### RECORD SET

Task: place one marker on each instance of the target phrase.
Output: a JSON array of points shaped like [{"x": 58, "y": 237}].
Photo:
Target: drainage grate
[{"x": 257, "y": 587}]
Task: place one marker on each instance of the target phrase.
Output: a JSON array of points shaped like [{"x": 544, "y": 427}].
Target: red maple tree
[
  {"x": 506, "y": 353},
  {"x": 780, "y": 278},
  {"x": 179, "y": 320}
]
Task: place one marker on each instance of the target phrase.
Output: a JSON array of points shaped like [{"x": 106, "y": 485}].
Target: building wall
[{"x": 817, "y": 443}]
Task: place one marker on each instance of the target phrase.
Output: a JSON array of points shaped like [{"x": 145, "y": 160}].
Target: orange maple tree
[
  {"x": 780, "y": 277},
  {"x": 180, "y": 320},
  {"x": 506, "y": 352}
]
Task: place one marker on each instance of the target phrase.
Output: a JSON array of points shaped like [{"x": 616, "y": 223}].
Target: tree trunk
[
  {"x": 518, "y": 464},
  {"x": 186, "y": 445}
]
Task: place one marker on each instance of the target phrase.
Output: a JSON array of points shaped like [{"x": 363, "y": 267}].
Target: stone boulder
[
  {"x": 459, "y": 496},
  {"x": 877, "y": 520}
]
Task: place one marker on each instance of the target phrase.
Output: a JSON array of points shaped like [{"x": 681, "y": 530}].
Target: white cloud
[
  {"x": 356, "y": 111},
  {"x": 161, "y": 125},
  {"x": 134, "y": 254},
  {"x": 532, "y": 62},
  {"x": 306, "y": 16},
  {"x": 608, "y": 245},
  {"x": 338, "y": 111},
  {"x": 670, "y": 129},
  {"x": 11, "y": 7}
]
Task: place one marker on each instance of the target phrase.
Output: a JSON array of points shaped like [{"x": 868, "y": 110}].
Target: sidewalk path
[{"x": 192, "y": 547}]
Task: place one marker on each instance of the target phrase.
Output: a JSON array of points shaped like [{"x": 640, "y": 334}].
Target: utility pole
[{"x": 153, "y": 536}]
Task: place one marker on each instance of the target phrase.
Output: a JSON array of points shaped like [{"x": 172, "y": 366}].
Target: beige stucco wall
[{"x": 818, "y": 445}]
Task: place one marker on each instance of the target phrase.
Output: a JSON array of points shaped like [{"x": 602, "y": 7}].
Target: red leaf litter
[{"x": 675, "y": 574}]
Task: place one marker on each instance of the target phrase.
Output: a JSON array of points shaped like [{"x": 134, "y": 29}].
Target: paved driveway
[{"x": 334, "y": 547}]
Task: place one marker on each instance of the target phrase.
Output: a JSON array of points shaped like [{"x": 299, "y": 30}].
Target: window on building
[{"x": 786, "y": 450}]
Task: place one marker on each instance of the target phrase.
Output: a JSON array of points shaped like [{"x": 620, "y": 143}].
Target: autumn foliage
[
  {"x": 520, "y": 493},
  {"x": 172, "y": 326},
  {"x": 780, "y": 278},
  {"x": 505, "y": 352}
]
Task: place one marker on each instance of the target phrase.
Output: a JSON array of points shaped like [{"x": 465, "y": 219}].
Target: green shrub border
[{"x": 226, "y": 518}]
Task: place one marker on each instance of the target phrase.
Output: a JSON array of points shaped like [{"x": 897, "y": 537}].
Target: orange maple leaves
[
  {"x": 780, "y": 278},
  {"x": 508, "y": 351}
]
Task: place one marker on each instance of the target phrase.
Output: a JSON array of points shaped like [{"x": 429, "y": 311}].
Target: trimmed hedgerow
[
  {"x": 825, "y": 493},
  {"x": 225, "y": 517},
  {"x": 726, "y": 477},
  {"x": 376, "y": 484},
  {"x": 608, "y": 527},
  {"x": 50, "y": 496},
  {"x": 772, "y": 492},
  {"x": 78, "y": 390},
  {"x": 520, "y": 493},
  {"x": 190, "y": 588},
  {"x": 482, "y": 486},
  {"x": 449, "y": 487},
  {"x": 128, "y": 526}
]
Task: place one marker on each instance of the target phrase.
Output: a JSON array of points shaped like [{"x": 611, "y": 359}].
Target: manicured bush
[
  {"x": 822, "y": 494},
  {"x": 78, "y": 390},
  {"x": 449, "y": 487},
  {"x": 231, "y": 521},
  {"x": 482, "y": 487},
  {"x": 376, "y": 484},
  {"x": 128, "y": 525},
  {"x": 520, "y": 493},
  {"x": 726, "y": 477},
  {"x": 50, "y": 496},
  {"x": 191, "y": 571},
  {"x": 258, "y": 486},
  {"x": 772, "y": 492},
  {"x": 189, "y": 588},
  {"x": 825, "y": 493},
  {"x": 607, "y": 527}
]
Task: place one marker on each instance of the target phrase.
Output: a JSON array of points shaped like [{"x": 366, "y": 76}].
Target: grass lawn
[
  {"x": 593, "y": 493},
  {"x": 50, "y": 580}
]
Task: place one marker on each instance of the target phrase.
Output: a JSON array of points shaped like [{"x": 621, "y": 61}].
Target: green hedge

######

• [TASK PROMPT]: Without leaving anything out, give the entries again exactly.

• [TASK SOLUTION]:
Task: place one marker on each instance of the target phrase.
Output: a JSON array of points shaped like [{"x": 58, "y": 237}].
Photo:
Target: drainage grate
[{"x": 257, "y": 587}]
Task: place one marker on each instance of the target phrase.
Output: a JSON array of points shaped like [{"x": 544, "y": 427}].
Target: red maple tree
[
  {"x": 506, "y": 353},
  {"x": 780, "y": 278},
  {"x": 179, "y": 320}
]
Task: place one marker on each instance of the target phrase.
Output: a JSON array of points shaped like [{"x": 106, "y": 485}].
Target: building wall
[{"x": 817, "y": 443}]
Task: place one marker on each instance of the target phrase.
Output: a JSON array of points shaped like [{"x": 145, "y": 160}].
Target: orange maple tree
[
  {"x": 780, "y": 277},
  {"x": 180, "y": 320},
  {"x": 506, "y": 352}
]
Task: place one marker on each instance of the target phrase.
Output: a JSON array of points shaped like [{"x": 616, "y": 223}].
Target: tree trunk
[
  {"x": 518, "y": 464},
  {"x": 186, "y": 445}
]
Task: place one marker on each instance of the target phrase.
Output: a JSON array of points shaped like [{"x": 363, "y": 267}].
Target: stone boulder
[
  {"x": 459, "y": 496},
  {"x": 877, "y": 520}
]
Task: place one marker on each instance of the target phrase.
Output: a JSON array of points shaped like [{"x": 681, "y": 530}].
Target: white cloud
[
  {"x": 356, "y": 111},
  {"x": 161, "y": 125},
  {"x": 134, "y": 254},
  {"x": 532, "y": 62},
  {"x": 306, "y": 16},
  {"x": 608, "y": 245},
  {"x": 338, "y": 111},
  {"x": 670, "y": 129},
  {"x": 11, "y": 7}
]
Task: place one marker on each instance of the target phrase.
Output: a JSON array of points shaped like [{"x": 868, "y": 110}].
Target: sidewalk path
[{"x": 192, "y": 547}]
Task: place one marker on each instance of the target phrase.
Output: a JSON array of points shaped like [{"x": 640, "y": 334}].
Target: utility pole
[{"x": 153, "y": 536}]
Task: place one marker on each instance of the target phrase.
Output: a JSON array of points shaped like [{"x": 172, "y": 366}].
Target: beige stucco wall
[{"x": 818, "y": 445}]
Task: place one marker on each instance of the target phrase.
Output: a JSON array of points shaped like [{"x": 602, "y": 7}].
Target: red leaf litter
[{"x": 675, "y": 574}]
Task: place one marker on each instance of the target phrase.
Output: a JSON array of points shaped like [{"x": 134, "y": 29}].
Target: paved driveway
[{"x": 334, "y": 547}]
Task: place one marker on each instance of the target phrase.
Output: a JSON array of points shaped like [{"x": 299, "y": 30}].
Target: window on building
[{"x": 786, "y": 450}]
Task: place one marker on each instance of the target phrase.
Output: a JSON array of points shaped like [{"x": 620, "y": 143}].
Target: autumn foliage
[
  {"x": 520, "y": 493},
  {"x": 172, "y": 326},
  {"x": 780, "y": 278},
  {"x": 505, "y": 352}
]
Task: place one marker on each instance of the target phrase.
Output: a JSON array of points shaped like [{"x": 465, "y": 219}].
Target: green shrub border
[{"x": 226, "y": 518}]
Task: place one marker on each instance of the target phrase.
Output: a JSON array of points shaped like [{"x": 897, "y": 537}].
Target: orange maple leaves
[
  {"x": 780, "y": 278},
  {"x": 508, "y": 351}
]
Task: place one marker on each instance of the target phrase.
Output: a JSON array of points shaped like [{"x": 429, "y": 311}].
Target: trimmed hedgerow
[
  {"x": 825, "y": 493},
  {"x": 225, "y": 517},
  {"x": 726, "y": 477},
  {"x": 376, "y": 484},
  {"x": 608, "y": 527},
  {"x": 50, "y": 496},
  {"x": 772, "y": 492},
  {"x": 78, "y": 390},
  {"x": 520, "y": 493},
  {"x": 190, "y": 588},
  {"x": 482, "y": 486},
  {"x": 449, "y": 487},
  {"x": 128, "y": 526}
]
Task: place one marker on each instance of the target phrase.
Output: a JSON array of points shaped like [{"x": 611, "y": 359}].
Target: manicured bush
[
  {"x": 822, "y": 494},
  {"x": 78, "y": 390},
  {"x": 449, "y": 487},
  {"x": 231, "y": 521},
  {"x": 482, "y": 487},
  {"x": 376, "y": 484},
  {"x": 128, "y": 525},
  {"x": 520, "y": 493},
  {"x": 726, "y": 477},
  {"x": 50, "y": 496},
  {"x": 191, "y": 571},
  {"x": 258, "y": 486},
  {"x": 772, "y": 492},
  {"x": 189, "y": 588},
  {"x": 825, "y": 493},
  {"x": 607, "y": 527}
]
Task: place one marker on each instance of the target phrase.
Output: a JSON array of points shaped like [{"x": 366, "y": 76}].
Target: grass lawn
[
  {"x": 593, "y": 493},
  {"x": 50, "y": 580}
]
Task: place one marker on each instance of the target phrase.
Output: a JSON array of points shaped like [{"x": 621, "y": 61}].
Target: green hedge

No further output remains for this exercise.